WHAT TO DO:
Repeat each entry exactly, but do not carry over the pictures.

══ DATA SUPPLIED ══

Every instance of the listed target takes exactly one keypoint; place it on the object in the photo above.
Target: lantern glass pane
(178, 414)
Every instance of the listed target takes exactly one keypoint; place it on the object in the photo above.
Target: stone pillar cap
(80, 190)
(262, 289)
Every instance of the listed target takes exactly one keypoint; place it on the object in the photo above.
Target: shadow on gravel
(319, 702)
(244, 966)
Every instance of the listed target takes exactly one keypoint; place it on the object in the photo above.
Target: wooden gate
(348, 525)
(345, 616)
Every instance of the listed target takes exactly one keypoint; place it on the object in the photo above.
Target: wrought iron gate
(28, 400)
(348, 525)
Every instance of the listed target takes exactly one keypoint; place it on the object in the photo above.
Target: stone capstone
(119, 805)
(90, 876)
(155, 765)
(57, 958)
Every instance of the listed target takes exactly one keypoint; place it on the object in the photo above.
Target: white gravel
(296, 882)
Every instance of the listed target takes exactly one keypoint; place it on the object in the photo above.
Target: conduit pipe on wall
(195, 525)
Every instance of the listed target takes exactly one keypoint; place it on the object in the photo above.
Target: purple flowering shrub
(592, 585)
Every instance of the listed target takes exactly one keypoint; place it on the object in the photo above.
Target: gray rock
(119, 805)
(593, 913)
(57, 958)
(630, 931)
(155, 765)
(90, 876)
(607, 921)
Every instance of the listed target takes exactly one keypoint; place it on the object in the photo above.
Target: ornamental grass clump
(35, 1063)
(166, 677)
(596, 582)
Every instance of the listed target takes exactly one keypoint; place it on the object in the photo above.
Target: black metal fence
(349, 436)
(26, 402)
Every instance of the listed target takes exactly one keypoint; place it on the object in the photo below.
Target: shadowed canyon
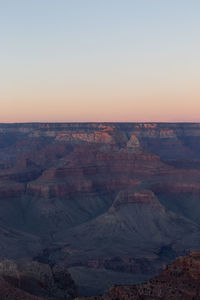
(97, 204)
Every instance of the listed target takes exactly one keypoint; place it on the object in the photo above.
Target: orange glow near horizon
(114, 62)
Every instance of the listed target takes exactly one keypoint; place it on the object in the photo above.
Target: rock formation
(180, 280)
(118, 197)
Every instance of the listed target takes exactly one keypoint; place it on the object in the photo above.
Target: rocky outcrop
(118, 197)
(180, 280)
(33, 280)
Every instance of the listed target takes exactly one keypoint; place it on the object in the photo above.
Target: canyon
(109, 202)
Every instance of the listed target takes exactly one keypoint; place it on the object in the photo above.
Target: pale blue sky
(99, 60)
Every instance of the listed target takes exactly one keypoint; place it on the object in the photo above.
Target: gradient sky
(99, 60)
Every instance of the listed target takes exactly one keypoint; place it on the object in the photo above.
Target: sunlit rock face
(180, 280)
(121, 198)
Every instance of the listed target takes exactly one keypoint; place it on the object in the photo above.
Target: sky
(99, 60)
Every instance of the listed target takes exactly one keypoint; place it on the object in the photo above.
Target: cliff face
(31, 280)
(119, 197)
(180, 280)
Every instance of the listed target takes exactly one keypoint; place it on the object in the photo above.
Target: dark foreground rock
(180, 280)
(32, 280)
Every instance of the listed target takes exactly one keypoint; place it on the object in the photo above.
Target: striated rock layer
(122, 198)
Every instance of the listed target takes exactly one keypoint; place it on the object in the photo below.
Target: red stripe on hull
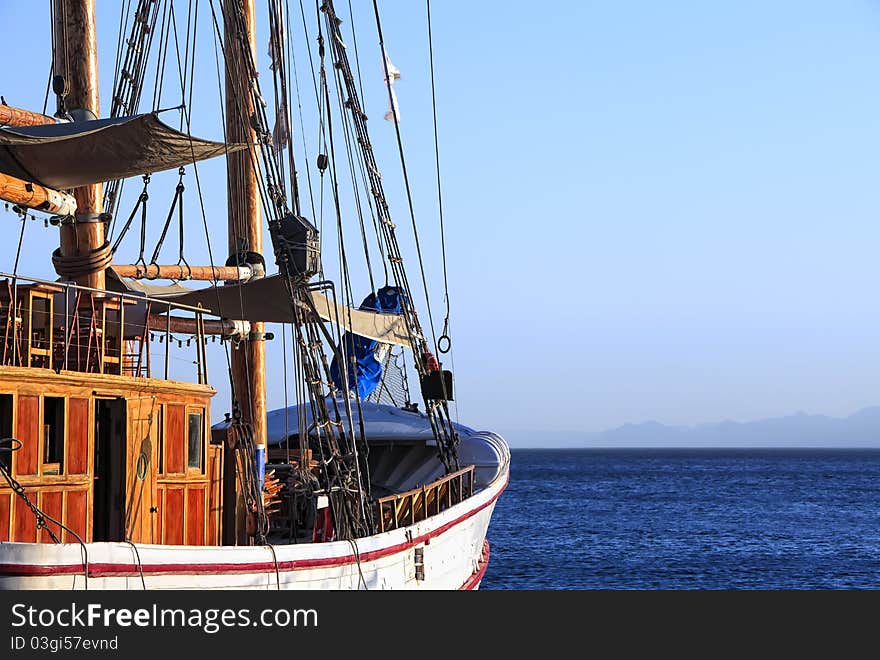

═══

ANSWER FOR THE TASK:
Every instance of the listed target takes exactly one keypoint; place it on the object in the photo above.
Target: lantern glass pane
(178, 414)
Every instance of the listed target takes exactly one keypoint; place it on the object in the photo above.
Target: stone pillar cap
(80, 190)
(262, 289)
Every instance of the listed target takes exactly one keypoint; place it on the object in the photo above.
Target: shadow on gravel
(319, 702)
(244, 966)
Every instance of the listed target takes exactly one keypoint; place it on the object in the photo above.
Target: wooden gate
(348, 525)
(345, 616)
Every instance of the listed target takes exactly one keypoint; place it on the object in the photo above.
Target: wrought iron gate
(28, 400)
(348, 525)
Every instance of the listed target takes exactly one keypoint; place it on the object in the photo above.
Target: stone capstone
(119, 805)
(90, 876)
(155, 765)
(57, 958)
Every instance of the listed target takes exactly one keypoint; place it on the object in the photo above.
Target: white gravel
(296, 882)
Every instance of the listed target takes exactly one keypoint; place it on the object in the photo above.
Target: conduit pipe on wall
(195, 525)
Every instance of the listed target takes exactly one keypoint; place it on the object in the photo above.
Target: purple flowering shrub
(592, 585)
Every instance of the listed target takes exactly one keypoint; place it on the object in the photo above.
Target: gray rock
(119, 805)
(593, 913)
(57, 958)
(630, 931)
(155, 765)
(90, 876)
(607, 921)
Every instance of the listed target takes exactly one keypoint; place it on the object in the photo above.
Target: ornamental grass clump
(35, 1063)
(166, 677)
(596, 582)
Every instance of the listed target takes exactly one keypoint; place it on the object in the photo above.
Target: black metal fence
(349, 436)
(26, 402)
Every instance of the listed target takes exactly one keypoint; place it on the object in the photo below.
Target: shadowed canyon
(97, 204)
Every instance of the listed target takes exactly one keypoint; place it on the object in the photo above.
Target: orange glow near horizon
(114, 62)
Every instance of the listed target takes exactly one keypoint; place it on the object in the photo above.
Target: rock formation
(180, 280)
(118, 197)
Every instance of the listed target takes exactly one keypoint; place it on the object in the photo above.
Target: rocky outcrop
(118, 197)
(180, 280)
(33, 280)
Every instance of the listed target takes exactly one keypoint; place it on the object in the photo above.
Target: canyon
(109, 202)
Every instance of the listed target takes exactly one keypoint; place it on the object in the photo above.
Target: pale blue sky
(99, 60)
Every instance of the listed target takes exactly one keypoint; place it on the object in the photo above.
Target: gradient sky
(99, 60)
Every instance of the listed target takes exactly one keypoint; place it on the object in the photo above.
Target: sunlit rock face
(180, 280)
(121, 198)
Every instance of the listed target takes exactly one keypoint; place it on the object in the photo above.
Target: sky
(99, 60)
Every instance of the listed target takes exactly one keypoint; place it on the object in the photo above.
Target: cliff face
(31, 280)
(119, 197)
(180, 280)
Every instance of the listed target takes exactly one keypoint; place it on the object in the photo above.
Target: dark foreground rock
(180, 280)
(32, 280)
Every instance of the listed target takes exactly one keypoint; place it on the object in the photo above.
Target: striated rock layer
(122, 198)
Every instance of the listed target takes exactly one keypoint; place it on the object in the photo below.
Target: red stripe on hull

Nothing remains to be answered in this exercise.